Nell'Islam l'adulterio è un peccato molto grave, tanto da prevedere la pena di morte a mezzo della lapidazione. Infatti, tra le tre principali religioni monoteiste (cristianesimo, ebraismo e islam), l'islam è l'unica religione che prevede anche punizioni terrene, oltre a quelle riservate da Allah dopo la morte del credente, per alcune tipologie di peccati. I riferimenti nella legge islamica sono da ricercarsi sia nel Corano, il libro sacro dei musulmani, che contiene le rivelazioni di Allah a Maometto e fissa la raccolta delle regole divine nel codice della Sharia, sia nella Sunna, che esprime il pensiero autentico del Profeta (attraverso i ‘detti' del poeta, gli hadith) e include la definizione di specifiche fattispecie e la condotta da tenere al riguardo.

A differenza di altre religioni, l'islam non ha però subito alcuna evoluzione rispetto alle scritture originali, a causa dell'impossibilità di interpretazioni dei testi sacri che lo caratterizza.

--*--

Attività da svolgere =>
1: Rispondi a queste domande sul testo sull'adulterio nell'Islam:
(a) Quale pena prevede l'Islam per l'adulterio?
(b) Quali sono le tre principali religioni monoteiste nominate?
(c) Per quale motivo l'islam non ha subito alcuna evoluzione rispetto alle scritture originali?
2: Dal testo sull'adulterio nell'Islam, ricopia il passo che si apre con le parole contenenti "Nell'Islam l'adulterio è" e si chiude con "tenere al riguardo.", cambiando "Maometto" in "Muhammad".
Le voci riportate più avanti non hanno alcun ruolo in questo lavoro.

--*--

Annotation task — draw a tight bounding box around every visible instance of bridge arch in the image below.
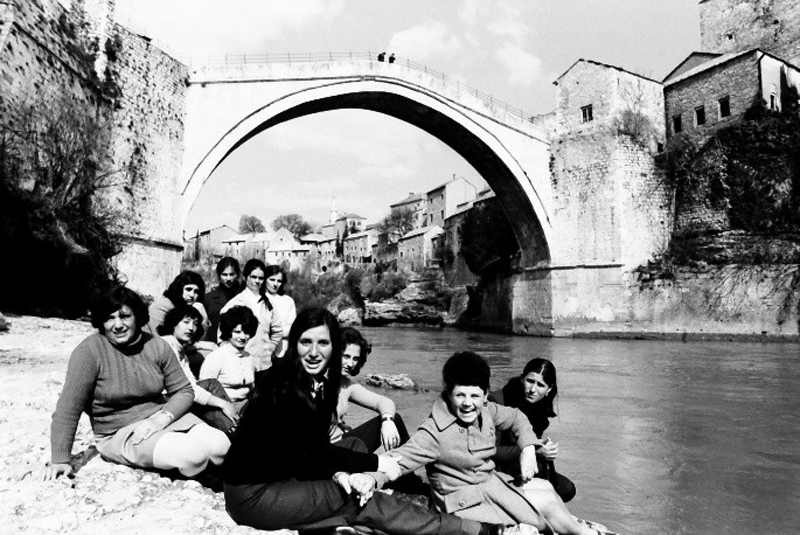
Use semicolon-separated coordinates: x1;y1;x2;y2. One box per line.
176;76;552;267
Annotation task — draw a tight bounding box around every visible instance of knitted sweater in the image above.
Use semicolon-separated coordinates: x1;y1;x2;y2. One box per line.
161;334;214;405
200;342;255;401
50;332;194;463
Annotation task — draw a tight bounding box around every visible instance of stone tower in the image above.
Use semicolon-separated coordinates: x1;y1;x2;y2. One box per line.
700;0;800;64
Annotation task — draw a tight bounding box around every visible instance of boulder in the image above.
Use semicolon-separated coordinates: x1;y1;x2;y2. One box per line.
364;373;417;390
337;307;363;327
445;287;469;325
363;302;443;326
327;294;354;316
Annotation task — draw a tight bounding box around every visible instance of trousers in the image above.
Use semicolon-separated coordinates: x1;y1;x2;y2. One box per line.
225;479;481;535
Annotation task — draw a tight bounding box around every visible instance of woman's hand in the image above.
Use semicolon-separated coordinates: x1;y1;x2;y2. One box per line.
333;472;353;494
131;411;172;445
378;453;400;481
43;463;72;481
219;399;239;425
349;474;377;507
539;438;558;461
519;445;538;482
381;420;400;451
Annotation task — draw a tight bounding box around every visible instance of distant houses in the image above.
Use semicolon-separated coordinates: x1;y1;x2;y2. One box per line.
184;175;491;271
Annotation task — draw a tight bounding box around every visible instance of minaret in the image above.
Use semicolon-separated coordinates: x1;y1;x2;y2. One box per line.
328;195;339;224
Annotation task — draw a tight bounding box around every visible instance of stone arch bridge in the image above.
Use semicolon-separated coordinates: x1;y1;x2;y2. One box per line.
132;55;664;335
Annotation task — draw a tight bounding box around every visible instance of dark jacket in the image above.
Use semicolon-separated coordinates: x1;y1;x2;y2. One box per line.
203;285;239;343
223;360;378;485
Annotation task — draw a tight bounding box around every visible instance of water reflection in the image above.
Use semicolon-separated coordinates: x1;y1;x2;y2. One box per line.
354;329;800;534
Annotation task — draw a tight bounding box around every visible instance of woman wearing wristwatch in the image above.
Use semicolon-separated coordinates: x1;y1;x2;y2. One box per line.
331;327;408;451
44;286;230;479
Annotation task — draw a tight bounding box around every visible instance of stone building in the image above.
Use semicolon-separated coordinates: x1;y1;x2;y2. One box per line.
389;191;427;230
397;225;444;272
183;225;238;262
551;59;671;277
424;175;478;227
342;225;378;264
700;0;800;65
664;48;800;143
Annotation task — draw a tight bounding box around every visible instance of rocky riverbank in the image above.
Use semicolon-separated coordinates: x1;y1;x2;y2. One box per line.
0;316;282;535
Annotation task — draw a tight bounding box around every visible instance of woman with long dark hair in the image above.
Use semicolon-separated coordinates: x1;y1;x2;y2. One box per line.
158;305;239;433
148;271;208;334
368;351;611;535
223;308;503;535
221;258;283;372
203;256;242;342
489;358;575;502
265;265;297;358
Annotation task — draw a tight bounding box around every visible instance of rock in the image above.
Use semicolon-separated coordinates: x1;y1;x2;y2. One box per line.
445;288;469;325
364;373;418;390
337;308;363;327
363;302;443;326
328;294;354;316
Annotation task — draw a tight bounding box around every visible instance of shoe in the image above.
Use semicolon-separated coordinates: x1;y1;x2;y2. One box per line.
503;524;541;535
572;515;619;535
478;522;506;535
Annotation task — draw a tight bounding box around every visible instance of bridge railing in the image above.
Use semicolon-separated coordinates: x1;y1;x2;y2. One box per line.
189;52;541;124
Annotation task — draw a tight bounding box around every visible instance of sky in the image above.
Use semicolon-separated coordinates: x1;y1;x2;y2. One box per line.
116;0;700;235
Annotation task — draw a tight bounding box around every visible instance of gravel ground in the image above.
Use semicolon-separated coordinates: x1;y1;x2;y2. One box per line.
0;316;282;535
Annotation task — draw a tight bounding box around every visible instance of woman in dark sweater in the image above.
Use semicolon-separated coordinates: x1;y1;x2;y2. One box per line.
489;358;575;502
223;308;503;535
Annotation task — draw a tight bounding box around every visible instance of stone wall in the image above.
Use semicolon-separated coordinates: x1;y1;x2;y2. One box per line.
0;0;188;295
0;0;107;123
664;53;760;143
700;0;800;64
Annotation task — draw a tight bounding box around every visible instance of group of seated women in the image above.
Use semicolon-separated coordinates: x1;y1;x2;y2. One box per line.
44;260;620;535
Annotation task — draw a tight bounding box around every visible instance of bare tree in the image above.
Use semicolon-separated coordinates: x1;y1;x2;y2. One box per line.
270;214;314;239
239;215;267;234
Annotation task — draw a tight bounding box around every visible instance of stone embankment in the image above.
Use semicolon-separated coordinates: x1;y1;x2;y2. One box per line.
0;316;284;535
329;282;469;327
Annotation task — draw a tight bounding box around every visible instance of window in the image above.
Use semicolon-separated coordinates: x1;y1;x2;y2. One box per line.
672;115;683;134
581;104;594;123
717;97;731;119
694;106;706;126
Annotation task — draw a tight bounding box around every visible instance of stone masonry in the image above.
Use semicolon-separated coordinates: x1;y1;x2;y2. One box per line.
700;0;800;65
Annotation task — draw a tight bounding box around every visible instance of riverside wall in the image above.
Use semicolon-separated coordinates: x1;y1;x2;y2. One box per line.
0;0;188;295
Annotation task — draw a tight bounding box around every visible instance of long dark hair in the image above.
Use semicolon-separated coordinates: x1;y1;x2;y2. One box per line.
242;258;272;310
156;303;205;343
268;308;342;423
342;327;372;377
520;357;558;408
264;264;287;295
164;271;206;307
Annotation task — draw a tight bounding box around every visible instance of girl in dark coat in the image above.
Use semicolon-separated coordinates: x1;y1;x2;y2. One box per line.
489;358;575;502
223;308;504;535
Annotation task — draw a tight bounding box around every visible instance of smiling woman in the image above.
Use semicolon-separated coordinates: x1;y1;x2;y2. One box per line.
44;287;230;479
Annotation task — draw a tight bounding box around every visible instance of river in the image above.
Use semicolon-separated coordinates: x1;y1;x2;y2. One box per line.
346;328;800;535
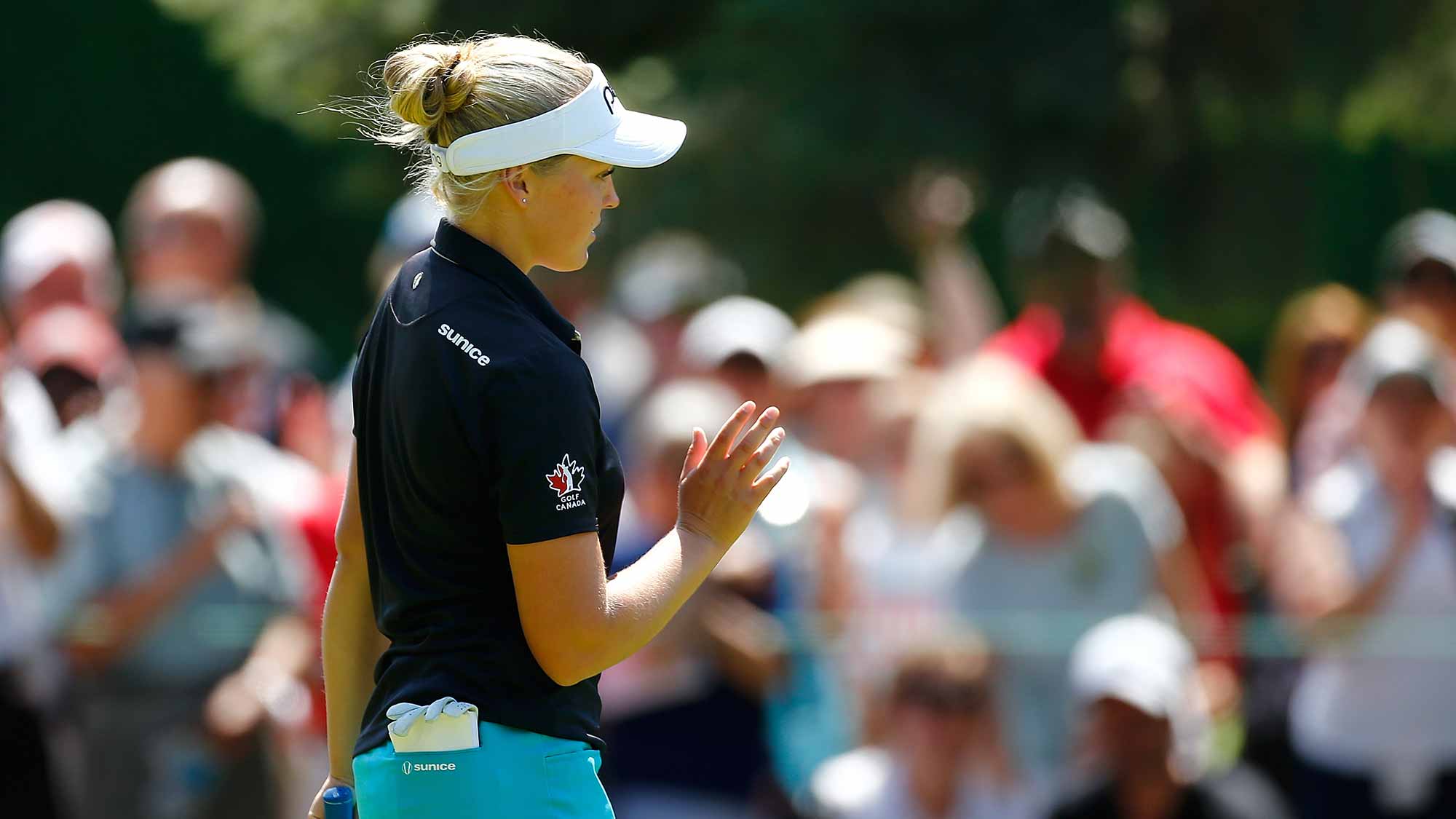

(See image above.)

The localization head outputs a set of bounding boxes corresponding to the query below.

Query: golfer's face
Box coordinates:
[526,156,622,271]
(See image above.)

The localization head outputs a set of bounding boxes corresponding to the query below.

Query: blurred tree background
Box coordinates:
[8,0,1456,360]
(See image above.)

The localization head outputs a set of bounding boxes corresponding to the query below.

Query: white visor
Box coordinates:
[430,64,687,176]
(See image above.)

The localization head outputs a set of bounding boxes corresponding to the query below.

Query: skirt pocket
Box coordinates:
[354,746,547,819]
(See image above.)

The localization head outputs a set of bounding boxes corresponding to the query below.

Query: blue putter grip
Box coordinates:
[323,786,354,819]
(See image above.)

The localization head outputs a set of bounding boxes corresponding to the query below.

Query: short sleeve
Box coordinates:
[1063,445,1187,554]
[486,352,603,544]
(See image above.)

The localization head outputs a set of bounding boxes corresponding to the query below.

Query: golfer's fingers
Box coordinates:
[728,406,779,467]
[705,400,754,461]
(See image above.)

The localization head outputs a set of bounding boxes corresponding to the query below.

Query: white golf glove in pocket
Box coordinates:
[386,697,480,753]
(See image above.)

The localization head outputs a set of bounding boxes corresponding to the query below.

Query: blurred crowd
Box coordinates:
[0,157,1456,819]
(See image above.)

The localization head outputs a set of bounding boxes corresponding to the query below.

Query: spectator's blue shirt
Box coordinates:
[44,430,298,687]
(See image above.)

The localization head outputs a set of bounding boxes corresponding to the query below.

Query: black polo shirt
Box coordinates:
[354,221,623,753]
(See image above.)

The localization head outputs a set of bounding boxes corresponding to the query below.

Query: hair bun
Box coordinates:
[383,41,479,144]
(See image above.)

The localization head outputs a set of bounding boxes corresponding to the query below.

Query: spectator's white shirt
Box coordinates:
[1290,451,1456,777]
[935,445,1184,784]
[810,748,1035,819]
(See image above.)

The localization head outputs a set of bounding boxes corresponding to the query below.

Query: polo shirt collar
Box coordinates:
[430,218,581,347]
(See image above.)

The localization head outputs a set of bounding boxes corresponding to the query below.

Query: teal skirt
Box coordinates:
[354,723,614,819]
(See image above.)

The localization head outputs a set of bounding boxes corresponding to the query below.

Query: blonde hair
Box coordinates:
[906,352,1083,521]
[1264,284,1374,435]
[361,35,591,221]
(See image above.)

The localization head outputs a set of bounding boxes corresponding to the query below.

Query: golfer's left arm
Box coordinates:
[323,448,387,783]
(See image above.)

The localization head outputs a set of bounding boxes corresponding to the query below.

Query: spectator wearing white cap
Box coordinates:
[808,634,1034,819]
[1275,319,1456,819]
[122,156,333,470]
[0,199,121,326]
[678,296,794,396]
[906,355,1206,784]
[1293,208,1456,487]
[1051,615,1287,819]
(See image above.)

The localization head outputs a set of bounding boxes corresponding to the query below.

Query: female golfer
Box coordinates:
[310,36,788,819]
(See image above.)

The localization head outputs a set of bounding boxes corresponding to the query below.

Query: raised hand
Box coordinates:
[677,400,789,550]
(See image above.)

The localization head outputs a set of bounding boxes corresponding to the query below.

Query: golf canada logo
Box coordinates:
[399,762,454,777]
[546,455,587,512]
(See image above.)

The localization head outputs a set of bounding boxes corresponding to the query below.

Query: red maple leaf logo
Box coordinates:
[546,455,585,499]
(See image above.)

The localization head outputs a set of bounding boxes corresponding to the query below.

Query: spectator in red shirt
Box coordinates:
[986,186,1286,670]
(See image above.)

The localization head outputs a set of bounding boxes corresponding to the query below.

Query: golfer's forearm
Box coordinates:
[323,555,383,783]
[547,529,724,684]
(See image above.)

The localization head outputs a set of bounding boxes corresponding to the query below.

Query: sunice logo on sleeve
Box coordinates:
[546,455,587,512]
[440,323,491,367]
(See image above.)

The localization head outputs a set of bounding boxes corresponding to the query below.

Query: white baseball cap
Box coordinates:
[0,199,119,310]
[779,312,916,386]
[1072,614,1194,719]
[431,64,687,176]
[678,296,794,370]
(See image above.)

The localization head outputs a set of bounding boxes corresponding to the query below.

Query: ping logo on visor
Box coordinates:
[430,66,687,176]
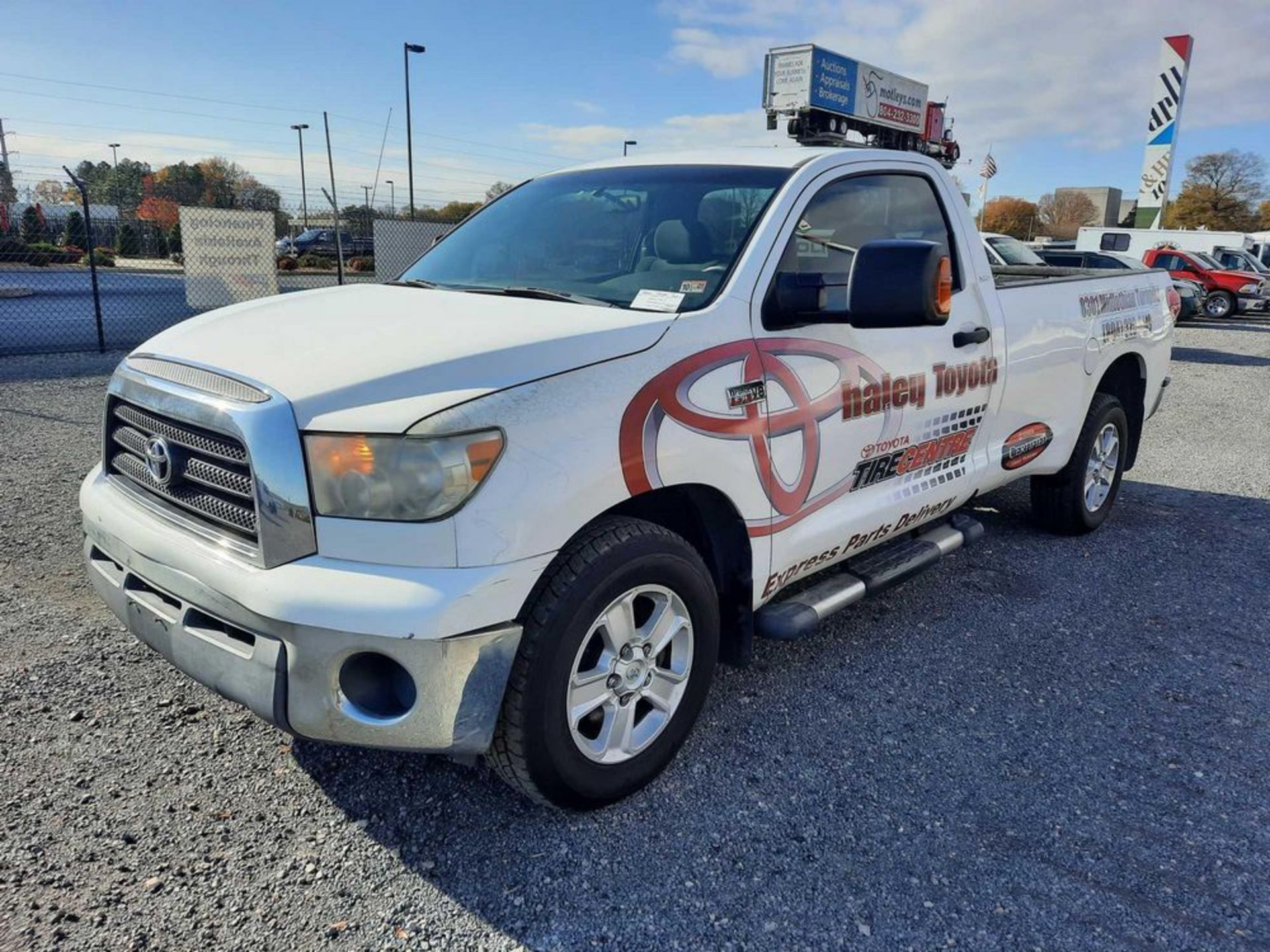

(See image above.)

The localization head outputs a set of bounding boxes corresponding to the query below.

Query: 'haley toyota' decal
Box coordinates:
[618,338,902,536]
[1001,422,1054,469]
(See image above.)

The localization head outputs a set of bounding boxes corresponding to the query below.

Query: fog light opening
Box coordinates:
[339,651,418,721]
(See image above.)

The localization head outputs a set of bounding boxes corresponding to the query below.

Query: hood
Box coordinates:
[137,284,675,433]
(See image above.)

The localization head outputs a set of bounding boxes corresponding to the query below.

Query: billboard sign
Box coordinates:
[763,43,929,135]
[181,206,278,311]
[1133,36,1195,229]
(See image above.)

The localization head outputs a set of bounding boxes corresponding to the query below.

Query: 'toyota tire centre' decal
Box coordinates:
[618,338,902,536]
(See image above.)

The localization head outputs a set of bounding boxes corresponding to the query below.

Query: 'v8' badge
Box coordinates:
[728,379,767,410]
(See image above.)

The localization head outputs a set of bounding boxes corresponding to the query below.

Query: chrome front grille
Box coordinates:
[105,400,258,542]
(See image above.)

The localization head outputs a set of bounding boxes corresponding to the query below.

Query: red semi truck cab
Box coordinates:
[1142,247,1266,317]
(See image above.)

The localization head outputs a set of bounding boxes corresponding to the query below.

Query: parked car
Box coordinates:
[1142,247,1266,317]
[1037,247,1205,321]
[80,149,1177,809]
[275,229,374,259]
[1212,247,1270,280]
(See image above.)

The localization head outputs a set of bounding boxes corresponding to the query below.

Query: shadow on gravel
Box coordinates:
[294,481,1270,948]
[1180,317,1270,331]
[0,350,128,381]
[1173,346,1270,367]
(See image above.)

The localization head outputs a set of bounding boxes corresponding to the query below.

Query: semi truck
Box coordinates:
[80,147,1177,809]
[763,43,961,167]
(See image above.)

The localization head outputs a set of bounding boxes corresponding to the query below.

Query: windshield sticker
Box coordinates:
[631,288,683,312]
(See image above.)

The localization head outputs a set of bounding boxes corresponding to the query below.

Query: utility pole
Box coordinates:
[402,43,425,221]
[291,122,309,231]
[108,142,123,216]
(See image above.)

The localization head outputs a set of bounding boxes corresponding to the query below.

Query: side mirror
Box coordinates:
[847,239,952,327]
[763,272,851,329]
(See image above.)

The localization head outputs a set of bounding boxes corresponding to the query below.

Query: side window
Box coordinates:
[779,174,961,291]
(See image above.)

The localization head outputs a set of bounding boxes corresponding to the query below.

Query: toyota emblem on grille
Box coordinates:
[146,436,173,486]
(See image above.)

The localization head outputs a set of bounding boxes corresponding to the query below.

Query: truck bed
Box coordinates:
[992,264,1146,290]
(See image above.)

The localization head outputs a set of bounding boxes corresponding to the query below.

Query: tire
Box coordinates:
[1031,393,1129,536]
[1204,291,1234,320]
[485,518,719,810]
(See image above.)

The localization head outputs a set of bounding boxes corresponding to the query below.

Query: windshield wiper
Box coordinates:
[454,284,617,307]
[384,278,441,288]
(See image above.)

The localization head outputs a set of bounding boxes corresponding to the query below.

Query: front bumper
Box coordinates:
[81,471,536,754]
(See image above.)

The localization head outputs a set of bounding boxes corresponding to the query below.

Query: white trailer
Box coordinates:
[1076,227,1256,258]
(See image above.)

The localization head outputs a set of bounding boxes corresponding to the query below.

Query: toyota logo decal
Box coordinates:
[618,338,902,536]
[146,436,173,486]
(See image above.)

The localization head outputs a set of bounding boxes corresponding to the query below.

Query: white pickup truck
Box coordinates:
[80,149,1177,809]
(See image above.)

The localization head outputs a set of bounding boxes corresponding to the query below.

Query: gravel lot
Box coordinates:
[0,320,1270,952]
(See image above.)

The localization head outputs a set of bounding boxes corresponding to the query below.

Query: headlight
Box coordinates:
[305,430,503,522]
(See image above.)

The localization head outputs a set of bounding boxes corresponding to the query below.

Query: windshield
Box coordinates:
[400,165,790,311]
[987,235,1045,264]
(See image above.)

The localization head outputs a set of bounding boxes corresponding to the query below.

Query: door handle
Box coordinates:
[952,327,992,346]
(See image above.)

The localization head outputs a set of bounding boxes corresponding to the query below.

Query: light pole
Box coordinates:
[402,43,424,221]
[105,142,123,212]
[291,122,309,231]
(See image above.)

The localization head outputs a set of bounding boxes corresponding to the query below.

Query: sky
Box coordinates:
[0,0,1270,207]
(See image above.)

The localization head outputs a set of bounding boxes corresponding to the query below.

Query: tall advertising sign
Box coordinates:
[1133,36,1195,229]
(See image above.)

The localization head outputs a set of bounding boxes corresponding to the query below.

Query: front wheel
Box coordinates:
[1204,291,1234,317]
[486,518,719,810]
[1031,393,1129,536]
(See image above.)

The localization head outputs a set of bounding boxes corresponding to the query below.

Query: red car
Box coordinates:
[1142,247,1266,317]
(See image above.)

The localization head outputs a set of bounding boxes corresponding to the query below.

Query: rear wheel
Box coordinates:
[486,518,719,810]
[1204,291,1234,317]
[1031,393,1129,536]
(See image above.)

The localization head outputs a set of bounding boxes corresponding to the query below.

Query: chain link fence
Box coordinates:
[0,203,453,357]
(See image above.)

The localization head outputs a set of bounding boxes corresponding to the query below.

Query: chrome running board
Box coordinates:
[754,513,983,641]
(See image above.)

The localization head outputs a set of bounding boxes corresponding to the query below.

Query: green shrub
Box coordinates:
[18,204,44,245]
[62,212,87,247]
[114,225,141,258]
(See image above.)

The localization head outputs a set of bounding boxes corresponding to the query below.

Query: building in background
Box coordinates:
[1054,185,1122,229]
[1134,36,1195,229]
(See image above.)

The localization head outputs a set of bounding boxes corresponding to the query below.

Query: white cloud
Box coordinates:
[663,0,1270,167]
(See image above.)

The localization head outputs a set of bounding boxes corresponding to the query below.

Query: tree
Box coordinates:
[1165,149,1266,231]
[18,204,44,245]
[153,163,203,204]
[62,212,90,250]
[114,223,141,258]
[485,180,515,202]
[1037,189,1101,239]
[427,202,482,223]
[982,196,1037,240]
[137,196,181,231]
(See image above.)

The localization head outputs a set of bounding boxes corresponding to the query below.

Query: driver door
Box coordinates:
[752,163,1003,600]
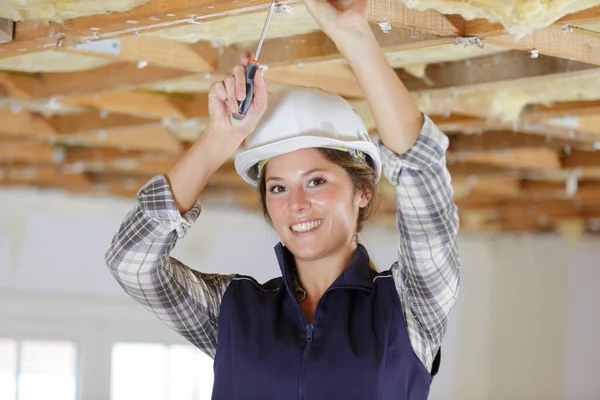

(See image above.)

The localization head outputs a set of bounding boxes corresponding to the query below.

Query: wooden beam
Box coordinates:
[486,26,600,65]
[61,126,183,153]
[448,148,561,169]
[561,150,600,168]
[0,0,271,57]
[59,36,219,72]
[61,91,188,119]
[521,180,600,203]
[0,164,90,191]
[556,6,600,25]
[47,110,158,135]
[43,63,189,98]
[0,144,63,164]
[217,24,454,74]
[0,18,15,44]
[464,6,600,38]
[368,0,465,35]
[0,0,463,57]
[0,109,56,138]
[397,51,597,91]
[0,25,451,99]
[519,100,600,121]
[267,61,364,98]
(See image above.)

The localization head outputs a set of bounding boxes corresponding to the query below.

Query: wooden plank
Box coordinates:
[556,6,600,25]
[61,126,183,153]
[397,51,597,91]
[0,109,56,138]
[0,164,89,190]
[0,144,62,164]
[521,180,600,203]
[34,63,189,98]
[368,0,465,35]
[486,26,600,65]
[413,67,600,126]
[448,148,561,169]
[0,18,15,44]
[61,91,188,119]
[0,0,462,57]
[267,61,364,98]
[561,150,600,168]
[520,100,600,121]
[448,131,548,155]
[60,36,219,72]
[0,72,37,99]
[47,110,157,134]
[0,0,271,58]
[217,24,454,74]
[464,6,600,38]
[0,26,451,99]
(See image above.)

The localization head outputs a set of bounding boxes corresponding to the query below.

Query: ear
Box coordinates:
[358,189,373,208]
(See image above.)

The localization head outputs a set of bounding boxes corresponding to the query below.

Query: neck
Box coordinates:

--*--

Soluzioni dei compiti =>
1:
(a) La pena di morte mediante lapidazione.
(b) Cristianesimo, ebraismo e islam.
(c) A causa dell'impossibilità di interpretazioni dei testi sacri che lo caratterizza.

2:
Nell'Islam l'adulterio è un peccato molto grave, tanto da prevedere la pena di morte a mezzo della lapidazione. Infatti, tra le tre principali religioni monoteiste (cristianesimo, ebraismo e islam), l'islam è l'unica religione che prevede anche punizioni terrene, oltre a quelle riservate da Allah dopo la morte del credente, per alcune tipologie di peccati. I riferimenti nella legge islamica sono da ricercarsi sia nel Corano, il libro sacro dei musulmani, che contiene le rivelazioni di Allah a Muhammad e fissa la raccolta delle regole divine nel codice della Sharia, sia nella Sunna, che esprime il pensiero autentico del Profeta (attraverso i ‘detti' del poeta, gli hadith) e include la definizione di specifiche fattispecie e la condotta da tenere al riguardo.